Task data:

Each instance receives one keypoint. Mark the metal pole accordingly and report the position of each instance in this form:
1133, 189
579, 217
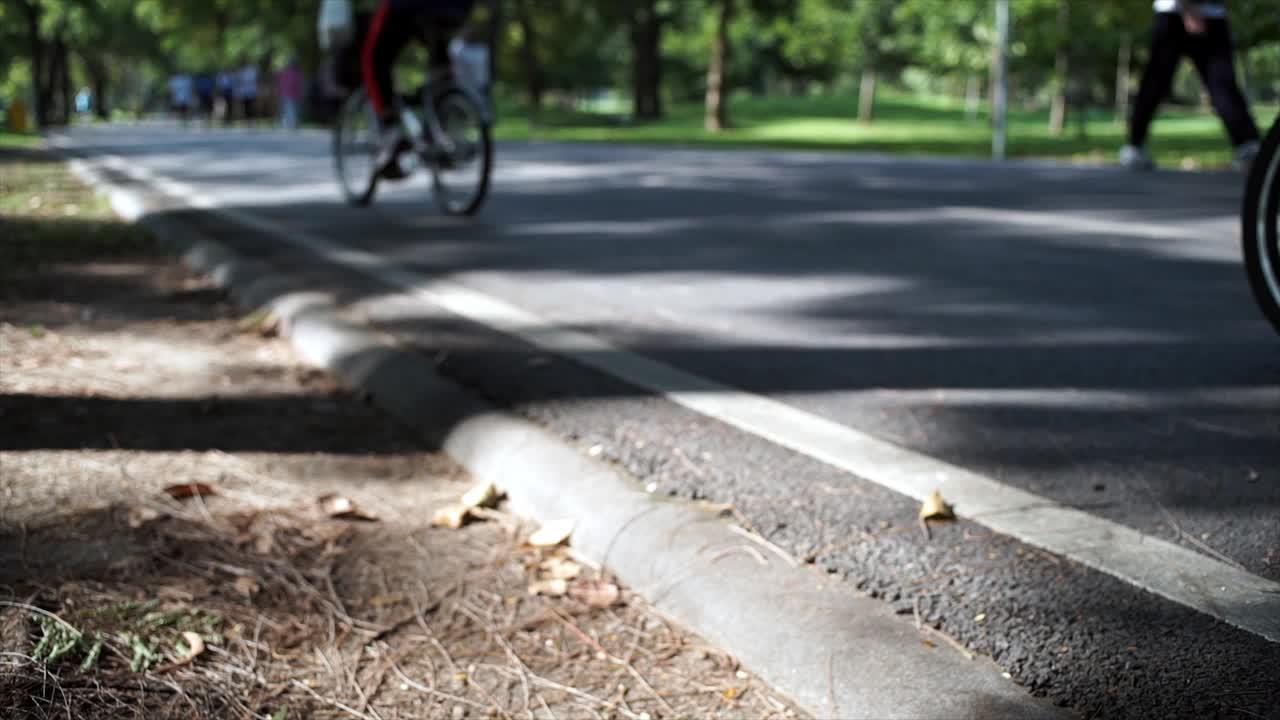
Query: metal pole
1000, 100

Your task:
Copy the listing above verbatim, leaving the picture out of the output.

Result below:
Each instance receives one keypoint. Mark the metal pole accordingly and report the position of each instance in this form:
1133, 189
579, 217
Query: metal pole
1000, 100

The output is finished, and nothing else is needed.